=== Exercise text ===
While the Coca-Cola Company was the official soft drink sponsor of MLB until 1992, intending to market to the younger generation of players, such as Ken Griffey Jr. and Derek Jeter, the Pepsi Cola Company sponsored Major League Baseball for 19 years, from 1997-2016. After a reign of two decades, the Coca-Cola Company announced its partnership with MLB in 2017 to once again become the official soft drink of Major League Baseball.
At the end of the 2019 MLB season, the Coca-Cola Company held an in-depth review with Major League Baseball concerning the success of the relationship, while evaluating if the connection among them was working as effectively as possible.
As of Wednesday, June 10, Coca-Cola made a statement where they announced they would not be renewing it’s deal with Major League Baseball while officially discontinuing the relationship.
With Coca-Cola keen to alter its marketing strategy, it will no longer be directly affiliated with Major League Baseball. Even though Coca-Cola ended its partnership with MLB, they will continue to support its ongoing relationships with 16 MLB clubs. Some of the features Coca-Cola has with those 16 clubs include concession programs and exclusive fan sections throughout the stadiums of the teams they sponsor.
With the uncertainty of the 2020 MLB season and how a lost season could affect marketing budgets, Coca-Cola walked away from what would have been an enduring and prosperous partnership.
Which sponsor will drop Major League Baseball next?

(Point-per-instance localization data)
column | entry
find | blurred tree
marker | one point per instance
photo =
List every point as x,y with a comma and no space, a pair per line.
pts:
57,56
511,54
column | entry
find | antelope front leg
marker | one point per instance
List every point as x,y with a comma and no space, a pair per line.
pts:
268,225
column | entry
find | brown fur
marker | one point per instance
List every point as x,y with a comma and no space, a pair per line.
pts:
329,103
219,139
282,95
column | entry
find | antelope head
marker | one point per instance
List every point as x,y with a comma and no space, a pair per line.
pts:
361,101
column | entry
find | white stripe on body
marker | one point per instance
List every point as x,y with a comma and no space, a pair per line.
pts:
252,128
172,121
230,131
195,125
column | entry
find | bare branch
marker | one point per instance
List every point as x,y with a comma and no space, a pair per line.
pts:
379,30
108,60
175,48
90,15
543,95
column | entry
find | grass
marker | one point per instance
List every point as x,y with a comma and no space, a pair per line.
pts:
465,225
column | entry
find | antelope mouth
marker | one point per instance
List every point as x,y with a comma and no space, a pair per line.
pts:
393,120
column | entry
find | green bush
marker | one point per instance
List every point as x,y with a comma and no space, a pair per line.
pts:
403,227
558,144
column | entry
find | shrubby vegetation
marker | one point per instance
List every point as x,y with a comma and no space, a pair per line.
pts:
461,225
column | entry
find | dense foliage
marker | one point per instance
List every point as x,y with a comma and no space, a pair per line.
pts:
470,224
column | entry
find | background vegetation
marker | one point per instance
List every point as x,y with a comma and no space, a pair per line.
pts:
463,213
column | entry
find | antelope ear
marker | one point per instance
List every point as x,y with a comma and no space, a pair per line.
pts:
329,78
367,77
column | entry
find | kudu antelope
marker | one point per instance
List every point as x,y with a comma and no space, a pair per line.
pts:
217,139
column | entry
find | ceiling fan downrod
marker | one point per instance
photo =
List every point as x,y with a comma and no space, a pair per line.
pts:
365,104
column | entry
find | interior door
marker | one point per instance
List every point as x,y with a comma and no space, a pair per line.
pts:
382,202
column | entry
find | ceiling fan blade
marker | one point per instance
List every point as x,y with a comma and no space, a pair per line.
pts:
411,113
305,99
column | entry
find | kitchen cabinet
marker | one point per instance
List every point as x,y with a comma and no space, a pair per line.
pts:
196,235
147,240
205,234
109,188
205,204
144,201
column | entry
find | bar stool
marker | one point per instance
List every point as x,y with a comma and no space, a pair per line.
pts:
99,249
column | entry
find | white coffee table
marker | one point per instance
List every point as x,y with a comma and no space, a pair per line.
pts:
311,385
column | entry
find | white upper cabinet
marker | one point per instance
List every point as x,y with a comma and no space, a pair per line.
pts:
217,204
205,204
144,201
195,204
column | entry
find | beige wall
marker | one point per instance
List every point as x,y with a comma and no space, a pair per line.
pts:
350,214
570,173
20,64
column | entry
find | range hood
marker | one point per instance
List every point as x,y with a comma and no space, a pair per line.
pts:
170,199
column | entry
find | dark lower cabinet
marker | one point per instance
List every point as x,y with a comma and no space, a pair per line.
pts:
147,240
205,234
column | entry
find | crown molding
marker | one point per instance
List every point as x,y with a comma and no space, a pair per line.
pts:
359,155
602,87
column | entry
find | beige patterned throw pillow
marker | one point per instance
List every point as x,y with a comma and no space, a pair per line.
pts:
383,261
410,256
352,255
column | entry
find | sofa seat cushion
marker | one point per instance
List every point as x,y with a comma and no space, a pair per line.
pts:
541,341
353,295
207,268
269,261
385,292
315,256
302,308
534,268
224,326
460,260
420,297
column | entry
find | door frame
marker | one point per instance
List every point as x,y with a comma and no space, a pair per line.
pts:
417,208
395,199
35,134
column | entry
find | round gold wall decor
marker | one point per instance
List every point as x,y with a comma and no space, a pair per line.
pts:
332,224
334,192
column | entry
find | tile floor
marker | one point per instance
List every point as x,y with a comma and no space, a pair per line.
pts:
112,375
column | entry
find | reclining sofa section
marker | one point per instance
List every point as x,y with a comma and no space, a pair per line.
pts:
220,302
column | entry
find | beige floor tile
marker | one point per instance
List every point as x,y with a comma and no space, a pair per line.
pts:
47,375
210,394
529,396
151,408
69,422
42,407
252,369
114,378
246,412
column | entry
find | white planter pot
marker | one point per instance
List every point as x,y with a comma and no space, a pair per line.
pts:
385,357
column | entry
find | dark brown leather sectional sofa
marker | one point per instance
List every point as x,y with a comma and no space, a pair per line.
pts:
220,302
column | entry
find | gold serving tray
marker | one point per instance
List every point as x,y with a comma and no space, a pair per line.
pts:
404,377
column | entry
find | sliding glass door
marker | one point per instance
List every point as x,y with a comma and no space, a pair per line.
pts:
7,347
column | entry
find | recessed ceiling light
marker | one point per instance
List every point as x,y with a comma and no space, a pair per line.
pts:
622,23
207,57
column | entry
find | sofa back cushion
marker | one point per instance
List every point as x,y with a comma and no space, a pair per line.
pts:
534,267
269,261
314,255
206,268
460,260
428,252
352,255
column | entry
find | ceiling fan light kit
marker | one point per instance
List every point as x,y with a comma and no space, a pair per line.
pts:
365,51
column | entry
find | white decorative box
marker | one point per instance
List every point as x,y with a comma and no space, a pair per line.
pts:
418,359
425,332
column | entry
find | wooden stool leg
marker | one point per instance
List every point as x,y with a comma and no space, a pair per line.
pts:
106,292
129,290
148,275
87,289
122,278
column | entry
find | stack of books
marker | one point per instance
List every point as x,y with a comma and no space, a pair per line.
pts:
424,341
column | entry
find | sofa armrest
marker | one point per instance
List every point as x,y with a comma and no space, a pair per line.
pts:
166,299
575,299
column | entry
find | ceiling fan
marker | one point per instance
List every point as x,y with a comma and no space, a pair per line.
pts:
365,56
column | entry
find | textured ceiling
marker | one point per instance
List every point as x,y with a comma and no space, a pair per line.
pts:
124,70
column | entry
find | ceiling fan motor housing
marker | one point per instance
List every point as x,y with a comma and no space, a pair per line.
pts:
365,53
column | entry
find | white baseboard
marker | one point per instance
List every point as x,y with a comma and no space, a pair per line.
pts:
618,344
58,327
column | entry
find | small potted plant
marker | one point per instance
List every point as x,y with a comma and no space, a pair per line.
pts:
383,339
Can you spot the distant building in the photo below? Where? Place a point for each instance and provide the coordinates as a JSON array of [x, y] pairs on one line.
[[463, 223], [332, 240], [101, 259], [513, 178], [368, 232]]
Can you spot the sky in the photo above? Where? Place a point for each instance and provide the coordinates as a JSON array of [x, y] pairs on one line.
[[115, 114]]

=== Exercises ===
(1) Copy the passage on Coca-Cola's MLB sponsorship between "At the end of" and "teams they sponsor.", inclusive.
(2) List every year given as a four-digit number in the passage on Coca-Cola's MLB sponsorship, in the order they first appear.

=== Per-task outputs ===
(1)
At the end of the 2019 MLB season, the Coca-Cola Company held an in-depth review with Major League Baseball concerning the success of the relationship, while evaluating if the connection among them was working as effectively as possible.
As of Wednesday, June 10, Coca-Cola made a statement where they announced they would not be renewing it’s deal with Major League Baseball while officially discontinuing the relationship.
With Coca-Cola keen to alter its marketing strategy, it will no longer be directly affiliated with Major League Baseball. Even though Coca-Cola ended its partnership with MLB, they will continue to support its ongoing relationships with 16 MLB clubs. Some of the features Coca-Cola has with those 16 clubs include concession programs and exclusive fan sections throughout the stadiums of the teams they sponsor.

(2)
1992
1997
2016
2017
2019
2020